Autor

Jorge Marques

04 de 05 de 2024, 15:09

Colunistas

A Mãe/Avó da Europa

Foi uma pena não ter sido feita Imperatriz da Europa, mas ficou para a história com esse título de Avó da Europa!

jorge marques

No próximo domingo (5 de Maio) celebra-se o Dia da Mãe! Por isso o título deste artigo pode parecer estranho, mas como se costuma dizer, a avó é uma mãe duas vezes. Neste dia quero homenagear uma mulher em particular e que foi mãe dez vezes. Com esses filhos e depois os netos sonhou unir a Europa através da sua barriga, sonhou uma União Europeia no Séc. XII/XIII. Foi uma pena não ter sido feita Imperatriz da Europa, mas ficou para a história com esse título de Avó da Europa! Mas há uma outra mensagem que eu queria deixar neste artigo, aquela que nos diz, que muitas vezes as avós estão mais na vanguarda da modernidade do tempo e das ideias do que as filhas ou netas. Quer dizer que houve espaços e tempo na História, onde a relação entre a Mulher e o Homem esteve ao mais alto nível. Quero dizer também que o Tempo não é linear e que já houve muitos avanços e recuos.

**Ações a realizar**.
[1] Enumere todas as indicações de tempo escritas com algarismos, árabes ou romanos, que surgem no artigo sobre a Avó da Europa.
[2] Transcreva, por favor, o trecho do artigo sobre a Avó da Europa entre "No próximo domingo" e "avanços e recuos.", ambos incluídos.
[3] Prossiga o artigo sobre a Avó da Europa a partir da última frase apresentada.

Material de um conjunto de dados sobre a localização de objetos:
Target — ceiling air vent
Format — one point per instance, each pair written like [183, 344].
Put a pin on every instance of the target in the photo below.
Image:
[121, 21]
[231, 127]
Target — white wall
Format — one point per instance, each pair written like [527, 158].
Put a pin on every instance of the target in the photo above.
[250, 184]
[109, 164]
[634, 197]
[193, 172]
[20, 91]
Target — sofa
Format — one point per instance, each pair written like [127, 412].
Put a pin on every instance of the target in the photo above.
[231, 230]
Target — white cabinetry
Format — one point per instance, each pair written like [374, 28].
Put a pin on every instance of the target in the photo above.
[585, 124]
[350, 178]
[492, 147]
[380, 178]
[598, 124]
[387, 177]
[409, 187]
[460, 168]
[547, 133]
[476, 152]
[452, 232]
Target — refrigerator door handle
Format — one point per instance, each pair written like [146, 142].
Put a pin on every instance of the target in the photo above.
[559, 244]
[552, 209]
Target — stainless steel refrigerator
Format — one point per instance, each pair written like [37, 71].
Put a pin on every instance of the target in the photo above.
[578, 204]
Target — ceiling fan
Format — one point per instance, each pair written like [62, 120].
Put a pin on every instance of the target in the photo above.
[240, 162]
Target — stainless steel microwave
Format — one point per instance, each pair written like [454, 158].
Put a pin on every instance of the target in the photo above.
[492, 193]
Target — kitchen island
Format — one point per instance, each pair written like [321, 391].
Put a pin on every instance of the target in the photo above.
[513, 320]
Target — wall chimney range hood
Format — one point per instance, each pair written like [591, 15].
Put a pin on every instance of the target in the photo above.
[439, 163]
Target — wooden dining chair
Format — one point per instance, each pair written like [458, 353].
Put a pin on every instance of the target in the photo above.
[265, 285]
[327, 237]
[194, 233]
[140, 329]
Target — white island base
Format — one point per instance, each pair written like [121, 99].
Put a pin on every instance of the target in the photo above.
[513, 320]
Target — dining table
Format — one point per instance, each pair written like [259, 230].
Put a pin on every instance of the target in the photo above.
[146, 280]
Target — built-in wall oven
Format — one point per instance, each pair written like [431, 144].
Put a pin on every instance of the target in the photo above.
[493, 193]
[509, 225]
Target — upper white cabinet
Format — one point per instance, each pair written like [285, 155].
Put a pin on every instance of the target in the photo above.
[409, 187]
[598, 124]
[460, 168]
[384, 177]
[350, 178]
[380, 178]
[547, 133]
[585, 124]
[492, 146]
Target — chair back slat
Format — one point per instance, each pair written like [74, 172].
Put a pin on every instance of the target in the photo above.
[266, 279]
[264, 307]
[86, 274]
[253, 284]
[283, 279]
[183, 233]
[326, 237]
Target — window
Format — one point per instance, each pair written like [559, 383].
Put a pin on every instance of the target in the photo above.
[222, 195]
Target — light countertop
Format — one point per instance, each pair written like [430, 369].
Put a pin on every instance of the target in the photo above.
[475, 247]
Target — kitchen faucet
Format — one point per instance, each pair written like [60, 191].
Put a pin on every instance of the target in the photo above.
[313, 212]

**Respostas por tarefa**.
[1]
04 de 05 de 2024
15:09
5 de Maio
Séc. XII/XIII

[2]
No próximo domingo (5 de Maio) celebra-se o Dia da Mãe! Por isso o título deste artigo pode parecer estranho, mas como se costuma dizer, a avó é uma mãe duas vezes. Neste dia quero homenagear uma mulher em particular e que foi mãe dez vezes. Com esses filhos e depois os netos sonhou unir a Europa através da sua barriga, sonhou uma União Europeia no Séc. XII/XIII. Foi uma pena não ter sido feita Imperatriz da Europa, mas ficou para a história com esse título de Avó da Europa! Mas há uma outra mensagem que eu queria deixar neste artigo, aquela que nos diz, que muitas vezes as avós estão mais na vanguarda da modernidade do tempo e das ideias do que as filhas ou netas. Quer dizer que houve espaços e tempo na História, onde a relação entre a Mulher e o Homem esteve ao mais alto nível. Quero dizer também que o Tempo não é linear e que já houve muitos avanços e recuos.

[3]
Essa Mulher/Mãe/Avó de que quero falar começou por se chamar Leonor da Aquitânia (1122-1204) e iniciou-se na governação aos 14 anos. Era neta de Guilherme IX da Aquitânia, o Primeiro Trovador, o seu educador, porque o pai morreu muito cedo. A Aquitânia era um Ducado Independente a noroeste da Europa e onde estão hoje cidades como Bordéus e Biarritz. O avô fez dela a Primeira Trovadora e deu-lhe uma educação com fluência em oito línguas, matemática, filosofia e astronomia. Naquele recanto da Europa e nesse tempo foi construída uma civilização do futuro. Havia igualdade de direitos entre homens e mulheres, tolerância religiosa, liberalismo de pensamento, liberdade no amor e tudo isto na Idade Média!
Aqui nasce a primeira literatura europeia na corte mais rica e culta da Europa. Fala-se de uma Igreja do Amor, do Amor Cortês, do direito das mulheres ao amar e serem amadas. Tudo isto, enquanto no resto da Europa elas estavam a ser queimadas nas fogueiras! Foi este o ambiente onde cresceu Leonor da Aquitânia, a mulher mais culta da Europa, mais culta do que todos os outros governantes da sua época. Em quantas vidas se divide a sua vida?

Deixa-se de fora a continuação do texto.